Available records:
****************************************

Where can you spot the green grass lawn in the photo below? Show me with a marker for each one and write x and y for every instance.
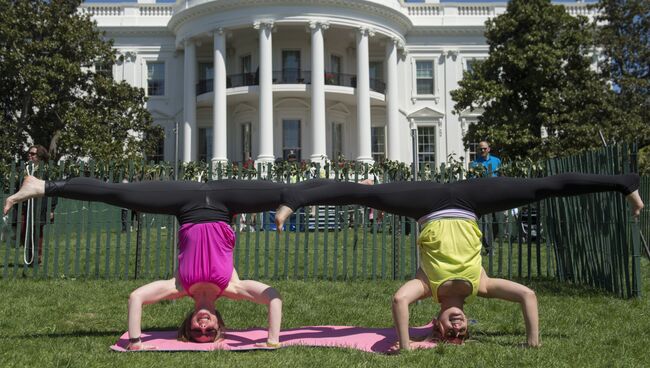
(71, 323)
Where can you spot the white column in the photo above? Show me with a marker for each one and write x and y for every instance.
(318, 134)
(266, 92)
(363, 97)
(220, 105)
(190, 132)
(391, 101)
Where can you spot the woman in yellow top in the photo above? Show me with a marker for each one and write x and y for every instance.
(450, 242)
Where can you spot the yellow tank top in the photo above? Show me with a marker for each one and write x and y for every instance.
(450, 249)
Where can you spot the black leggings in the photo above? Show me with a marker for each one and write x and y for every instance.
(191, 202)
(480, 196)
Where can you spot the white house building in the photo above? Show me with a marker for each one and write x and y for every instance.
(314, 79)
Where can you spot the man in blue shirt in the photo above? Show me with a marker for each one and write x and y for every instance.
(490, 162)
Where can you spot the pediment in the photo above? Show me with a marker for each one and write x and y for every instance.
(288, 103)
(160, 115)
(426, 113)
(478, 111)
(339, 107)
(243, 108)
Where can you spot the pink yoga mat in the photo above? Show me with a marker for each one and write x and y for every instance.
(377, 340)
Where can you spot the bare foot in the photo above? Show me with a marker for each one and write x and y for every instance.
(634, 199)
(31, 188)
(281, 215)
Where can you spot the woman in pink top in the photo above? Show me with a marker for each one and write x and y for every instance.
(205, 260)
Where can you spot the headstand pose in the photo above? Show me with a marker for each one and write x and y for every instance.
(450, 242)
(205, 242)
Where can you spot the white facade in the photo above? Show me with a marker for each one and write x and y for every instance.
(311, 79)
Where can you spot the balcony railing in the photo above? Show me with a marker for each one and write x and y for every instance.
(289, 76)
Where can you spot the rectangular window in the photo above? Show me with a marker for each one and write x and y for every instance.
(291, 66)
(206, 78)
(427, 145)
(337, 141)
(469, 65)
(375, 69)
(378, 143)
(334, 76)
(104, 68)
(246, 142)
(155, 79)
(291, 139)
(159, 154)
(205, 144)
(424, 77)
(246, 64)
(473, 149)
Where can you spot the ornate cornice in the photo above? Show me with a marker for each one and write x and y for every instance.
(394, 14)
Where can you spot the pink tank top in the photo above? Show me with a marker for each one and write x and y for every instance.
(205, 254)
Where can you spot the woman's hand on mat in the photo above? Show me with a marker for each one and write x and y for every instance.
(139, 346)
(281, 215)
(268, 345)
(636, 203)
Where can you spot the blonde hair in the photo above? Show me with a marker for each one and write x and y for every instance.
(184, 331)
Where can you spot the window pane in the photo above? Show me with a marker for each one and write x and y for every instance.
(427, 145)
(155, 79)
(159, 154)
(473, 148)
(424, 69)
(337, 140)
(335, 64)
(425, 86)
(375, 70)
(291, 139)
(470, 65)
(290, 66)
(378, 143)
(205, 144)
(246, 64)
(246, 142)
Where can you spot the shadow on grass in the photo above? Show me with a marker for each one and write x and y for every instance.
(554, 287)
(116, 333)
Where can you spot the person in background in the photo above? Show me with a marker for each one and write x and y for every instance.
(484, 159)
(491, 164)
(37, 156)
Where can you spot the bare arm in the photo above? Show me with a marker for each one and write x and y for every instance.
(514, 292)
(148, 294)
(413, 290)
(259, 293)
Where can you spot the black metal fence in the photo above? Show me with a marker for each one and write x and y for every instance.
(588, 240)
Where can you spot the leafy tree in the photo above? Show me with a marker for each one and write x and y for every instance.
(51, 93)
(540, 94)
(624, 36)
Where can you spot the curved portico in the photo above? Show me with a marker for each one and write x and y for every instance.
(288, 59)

****************************************

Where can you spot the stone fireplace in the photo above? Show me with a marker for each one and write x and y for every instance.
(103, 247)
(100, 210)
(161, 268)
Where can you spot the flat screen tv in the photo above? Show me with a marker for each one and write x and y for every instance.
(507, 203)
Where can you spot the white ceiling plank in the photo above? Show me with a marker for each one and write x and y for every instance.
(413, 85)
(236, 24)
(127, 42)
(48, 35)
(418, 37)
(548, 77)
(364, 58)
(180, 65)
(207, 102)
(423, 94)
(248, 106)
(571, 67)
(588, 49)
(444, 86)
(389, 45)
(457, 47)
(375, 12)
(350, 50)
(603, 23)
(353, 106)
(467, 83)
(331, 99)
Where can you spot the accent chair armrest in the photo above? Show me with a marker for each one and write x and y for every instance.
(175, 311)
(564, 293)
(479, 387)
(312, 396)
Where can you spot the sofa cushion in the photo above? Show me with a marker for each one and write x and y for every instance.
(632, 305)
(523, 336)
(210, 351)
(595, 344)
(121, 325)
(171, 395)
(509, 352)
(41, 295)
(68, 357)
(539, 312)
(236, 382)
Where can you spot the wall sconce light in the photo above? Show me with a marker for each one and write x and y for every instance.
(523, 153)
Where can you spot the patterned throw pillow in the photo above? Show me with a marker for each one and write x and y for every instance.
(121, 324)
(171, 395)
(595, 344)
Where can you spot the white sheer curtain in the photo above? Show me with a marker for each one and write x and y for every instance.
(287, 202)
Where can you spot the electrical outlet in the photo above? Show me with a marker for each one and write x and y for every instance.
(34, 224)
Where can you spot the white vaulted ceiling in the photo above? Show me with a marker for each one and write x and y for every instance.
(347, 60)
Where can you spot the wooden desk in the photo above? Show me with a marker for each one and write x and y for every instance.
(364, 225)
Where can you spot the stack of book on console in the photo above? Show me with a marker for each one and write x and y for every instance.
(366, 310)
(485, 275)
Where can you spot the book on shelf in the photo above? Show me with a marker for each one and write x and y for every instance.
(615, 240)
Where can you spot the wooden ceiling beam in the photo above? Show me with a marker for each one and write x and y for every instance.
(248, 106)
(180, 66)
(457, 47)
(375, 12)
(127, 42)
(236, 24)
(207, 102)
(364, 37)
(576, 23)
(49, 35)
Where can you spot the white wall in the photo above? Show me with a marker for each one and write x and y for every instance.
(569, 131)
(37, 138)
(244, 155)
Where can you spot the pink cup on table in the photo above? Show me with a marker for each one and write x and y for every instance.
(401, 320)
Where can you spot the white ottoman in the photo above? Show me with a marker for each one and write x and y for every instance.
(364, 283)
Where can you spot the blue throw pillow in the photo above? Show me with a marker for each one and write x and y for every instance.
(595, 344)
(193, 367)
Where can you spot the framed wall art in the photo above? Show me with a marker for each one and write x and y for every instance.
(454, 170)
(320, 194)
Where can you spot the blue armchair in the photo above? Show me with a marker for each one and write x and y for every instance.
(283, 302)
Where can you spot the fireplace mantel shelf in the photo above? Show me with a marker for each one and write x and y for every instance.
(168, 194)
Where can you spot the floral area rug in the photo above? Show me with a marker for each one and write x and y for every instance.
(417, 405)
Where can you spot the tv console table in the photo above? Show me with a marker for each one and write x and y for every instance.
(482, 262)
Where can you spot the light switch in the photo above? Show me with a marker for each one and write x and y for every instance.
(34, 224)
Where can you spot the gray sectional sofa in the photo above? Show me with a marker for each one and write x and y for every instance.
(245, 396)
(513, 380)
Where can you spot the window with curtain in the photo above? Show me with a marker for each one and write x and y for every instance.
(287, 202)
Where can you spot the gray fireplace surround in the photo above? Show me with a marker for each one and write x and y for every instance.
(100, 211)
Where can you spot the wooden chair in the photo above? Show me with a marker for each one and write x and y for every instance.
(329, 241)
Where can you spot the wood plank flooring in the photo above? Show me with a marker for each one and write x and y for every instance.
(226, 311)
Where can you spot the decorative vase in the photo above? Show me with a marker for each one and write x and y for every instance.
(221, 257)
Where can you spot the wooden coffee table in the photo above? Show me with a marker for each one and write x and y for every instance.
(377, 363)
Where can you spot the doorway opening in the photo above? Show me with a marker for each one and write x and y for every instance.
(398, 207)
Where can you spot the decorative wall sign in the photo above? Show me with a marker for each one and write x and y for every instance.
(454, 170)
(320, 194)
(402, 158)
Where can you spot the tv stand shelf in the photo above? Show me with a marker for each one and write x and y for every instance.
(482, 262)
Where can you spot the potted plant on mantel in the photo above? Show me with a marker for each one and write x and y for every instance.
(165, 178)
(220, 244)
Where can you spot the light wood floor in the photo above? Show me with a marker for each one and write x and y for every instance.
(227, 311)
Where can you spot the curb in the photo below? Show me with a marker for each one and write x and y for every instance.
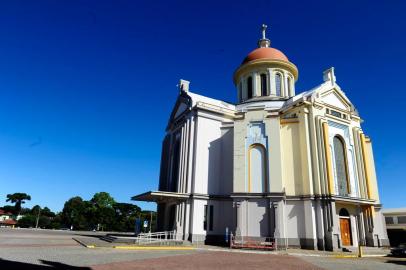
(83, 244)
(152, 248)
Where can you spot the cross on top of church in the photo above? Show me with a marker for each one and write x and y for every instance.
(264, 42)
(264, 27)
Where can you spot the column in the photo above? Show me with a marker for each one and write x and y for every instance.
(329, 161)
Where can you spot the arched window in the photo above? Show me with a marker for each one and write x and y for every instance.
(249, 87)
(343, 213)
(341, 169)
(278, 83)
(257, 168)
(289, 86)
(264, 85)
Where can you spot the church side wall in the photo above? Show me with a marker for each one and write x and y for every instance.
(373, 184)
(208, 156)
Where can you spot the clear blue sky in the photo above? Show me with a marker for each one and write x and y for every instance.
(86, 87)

****************************************

Please pull out each line of the rows above that contains the string "tank", copying those lines in full. Case counts.

Result for this task:
Where can you spot the yellow tank top in the photo above? Show me with a marker for each one and write x and y for every instance.
Where can you spot the pink tank top in the photo above? Show me with a marker for each one and write x and y for every instance.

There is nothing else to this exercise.